Driving Therapeutic Innovation in Neurodegenerative Disease with Hydrogen Deuterium eXchange Mass Spectrometry

Global Statistics

• Dementia: An estimated 50 million people globally have dementia, with projections to reach 139 million by 2050.
• Parkinson’s Disease: Affects 7-8 million people worldwide.
• Multiple Sclerosis: Believed to affect over 1.8 million individuals globally.
• Motor Neuron Disease (ALS): Global estimates range from 1.9 to 6 cases per 100,000 people.
• Overall Neurological Conditions: The World Health Organization reports that over 1 in 3 people are affected by neurological conditions.
• UK: Over 1 million people in the UK live with neurodegenerative diseases.
• Leading Cause of Disability: Neurological conditions are the leading cause of illness and disability worldwide.

### Dataset
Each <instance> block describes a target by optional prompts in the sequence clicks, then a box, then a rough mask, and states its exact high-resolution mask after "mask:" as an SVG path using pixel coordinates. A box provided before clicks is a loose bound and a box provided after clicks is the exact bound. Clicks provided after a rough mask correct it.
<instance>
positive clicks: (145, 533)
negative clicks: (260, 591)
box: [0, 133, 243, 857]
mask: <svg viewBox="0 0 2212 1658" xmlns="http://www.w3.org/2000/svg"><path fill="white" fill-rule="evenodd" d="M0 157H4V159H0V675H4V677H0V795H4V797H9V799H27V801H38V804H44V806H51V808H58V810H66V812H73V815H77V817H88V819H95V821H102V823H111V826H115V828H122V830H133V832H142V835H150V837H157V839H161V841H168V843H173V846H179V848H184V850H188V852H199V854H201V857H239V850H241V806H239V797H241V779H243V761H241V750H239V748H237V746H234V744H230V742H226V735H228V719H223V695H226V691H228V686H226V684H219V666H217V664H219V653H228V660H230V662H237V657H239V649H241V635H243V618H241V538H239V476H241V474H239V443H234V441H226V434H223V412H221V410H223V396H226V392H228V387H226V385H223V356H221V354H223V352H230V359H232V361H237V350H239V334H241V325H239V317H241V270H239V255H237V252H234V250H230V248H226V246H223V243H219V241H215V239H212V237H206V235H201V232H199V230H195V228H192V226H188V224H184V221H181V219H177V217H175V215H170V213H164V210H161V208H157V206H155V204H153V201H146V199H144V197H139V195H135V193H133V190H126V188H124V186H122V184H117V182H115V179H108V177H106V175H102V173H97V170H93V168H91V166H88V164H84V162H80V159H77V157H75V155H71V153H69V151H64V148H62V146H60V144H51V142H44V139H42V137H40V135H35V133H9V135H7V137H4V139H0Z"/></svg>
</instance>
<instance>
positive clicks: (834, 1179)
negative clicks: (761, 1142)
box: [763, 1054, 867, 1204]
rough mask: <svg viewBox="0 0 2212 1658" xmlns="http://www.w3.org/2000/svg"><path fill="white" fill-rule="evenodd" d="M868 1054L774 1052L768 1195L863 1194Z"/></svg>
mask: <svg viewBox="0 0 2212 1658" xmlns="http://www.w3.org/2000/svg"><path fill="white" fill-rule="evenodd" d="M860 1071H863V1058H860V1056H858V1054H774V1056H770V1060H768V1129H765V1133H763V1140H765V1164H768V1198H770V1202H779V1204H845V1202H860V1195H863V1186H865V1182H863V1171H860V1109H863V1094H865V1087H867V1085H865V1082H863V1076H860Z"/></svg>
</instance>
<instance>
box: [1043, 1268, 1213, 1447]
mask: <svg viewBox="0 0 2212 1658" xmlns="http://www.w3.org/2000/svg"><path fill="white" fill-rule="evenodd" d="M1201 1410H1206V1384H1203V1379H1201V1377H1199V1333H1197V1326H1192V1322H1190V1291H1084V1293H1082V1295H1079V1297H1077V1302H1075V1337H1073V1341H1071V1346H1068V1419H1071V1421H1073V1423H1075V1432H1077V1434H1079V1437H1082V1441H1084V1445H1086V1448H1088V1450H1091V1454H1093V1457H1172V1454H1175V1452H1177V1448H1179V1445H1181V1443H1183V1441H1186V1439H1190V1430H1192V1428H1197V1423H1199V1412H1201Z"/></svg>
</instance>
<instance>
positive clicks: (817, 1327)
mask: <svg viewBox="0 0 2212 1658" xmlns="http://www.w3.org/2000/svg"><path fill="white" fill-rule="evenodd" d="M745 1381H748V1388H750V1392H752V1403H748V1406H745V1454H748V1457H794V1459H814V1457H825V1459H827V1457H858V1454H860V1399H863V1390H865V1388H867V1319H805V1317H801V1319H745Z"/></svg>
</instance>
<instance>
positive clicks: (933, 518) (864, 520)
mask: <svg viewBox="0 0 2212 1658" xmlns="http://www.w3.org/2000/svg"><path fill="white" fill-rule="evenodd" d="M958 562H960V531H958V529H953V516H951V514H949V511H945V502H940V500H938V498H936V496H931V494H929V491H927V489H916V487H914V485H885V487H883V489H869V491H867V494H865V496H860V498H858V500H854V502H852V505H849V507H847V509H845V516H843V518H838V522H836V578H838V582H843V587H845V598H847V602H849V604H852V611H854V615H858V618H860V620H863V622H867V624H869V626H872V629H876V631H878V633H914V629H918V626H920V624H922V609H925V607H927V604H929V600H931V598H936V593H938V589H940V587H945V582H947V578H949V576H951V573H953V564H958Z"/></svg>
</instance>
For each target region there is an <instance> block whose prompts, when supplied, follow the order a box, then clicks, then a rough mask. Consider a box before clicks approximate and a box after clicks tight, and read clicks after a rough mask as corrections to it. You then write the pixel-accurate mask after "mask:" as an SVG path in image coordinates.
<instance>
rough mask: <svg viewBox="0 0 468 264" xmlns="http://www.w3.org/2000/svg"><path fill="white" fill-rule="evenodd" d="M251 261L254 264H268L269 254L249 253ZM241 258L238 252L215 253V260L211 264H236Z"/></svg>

### Exercise 1
Return the passage of the neurodegenerative disease statistics from "Global Statistics" to "with neurodegenerative diseases.", copied word for word.
### Exercise 2
According to the neurodegenerative disease statistics, how many people globally are projected to have dementia by 2050?
The listing comes from a separate source.

### Exercise output 1
Global Statistics

• Dementia: An estimated 50 million people globally have dementia, with projections to reach 139 million by 2050.
• Parkinson’s Disease: Affects 7-8 million people worldwide.
• Multiple Sclerosis: Believed to affect over 1.8 million individuals globally.
• Motor Neuron Disease (ALS): Global estimates range from 1.9 to 6 cases per 100,000 people.
• Overall Neurological Conditions: The World Health Organization reports that over 1 in 3 people are affected by neurological conditions.
• UK: Over 1 million people in the UK live with neurodegenerative diseases.

### Exercise output 2
139 million people.